══ Dataset ══
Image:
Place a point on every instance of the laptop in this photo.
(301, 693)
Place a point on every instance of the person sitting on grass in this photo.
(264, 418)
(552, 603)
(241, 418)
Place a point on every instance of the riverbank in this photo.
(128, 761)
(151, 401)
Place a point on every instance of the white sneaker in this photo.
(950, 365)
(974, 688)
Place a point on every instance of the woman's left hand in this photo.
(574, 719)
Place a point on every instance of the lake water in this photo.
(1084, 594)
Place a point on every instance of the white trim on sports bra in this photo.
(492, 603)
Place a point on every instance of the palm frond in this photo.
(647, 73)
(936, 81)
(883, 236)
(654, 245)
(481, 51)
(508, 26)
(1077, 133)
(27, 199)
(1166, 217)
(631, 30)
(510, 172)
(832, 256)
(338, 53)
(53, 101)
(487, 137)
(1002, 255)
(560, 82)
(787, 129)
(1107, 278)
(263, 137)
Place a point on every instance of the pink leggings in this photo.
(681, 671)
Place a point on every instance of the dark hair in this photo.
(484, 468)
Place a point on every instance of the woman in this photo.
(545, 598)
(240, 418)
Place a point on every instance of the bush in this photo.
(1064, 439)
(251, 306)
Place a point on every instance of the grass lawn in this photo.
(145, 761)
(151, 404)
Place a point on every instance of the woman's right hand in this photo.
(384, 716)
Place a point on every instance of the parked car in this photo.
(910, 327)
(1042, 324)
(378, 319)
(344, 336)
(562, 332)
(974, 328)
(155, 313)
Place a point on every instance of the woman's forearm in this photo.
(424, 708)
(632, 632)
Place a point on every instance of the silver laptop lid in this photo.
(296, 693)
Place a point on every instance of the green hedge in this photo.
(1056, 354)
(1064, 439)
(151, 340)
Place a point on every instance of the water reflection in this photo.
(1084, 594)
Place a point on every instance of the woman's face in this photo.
═══
Rewrite every line from the one holding "Place a point on every instance of the woman's right" through the last line, inclusive. Multiply each coordinate by 2.45 and round to whole numbers, with halves rounded up.

**Finished exercise**
Place a point on every instance of the woman's right hand in this photo.
(941, 1754)
Place a point on every instance of the parked car in this photo.
(2230, 801)
(2553, 794)
(926, 782)
(843, 823)
(1377, 813)
(2386, 804)
(380, 767)
Place a point on every instance of the woman's forearm in this photo.
(1039, 1735)
(1548, 1548)
Place a point on every instance of the silver laptop lid in this photo.
(725, 1698)
Place a point on every instance of the green hedge in this photo.
(2587, 867)
(2607, 1076)
(370, 833)
Place a point on every instance of the water reflection in this photo.
(2656, 1455)
Place a point on every instance of the woman's face in this photo.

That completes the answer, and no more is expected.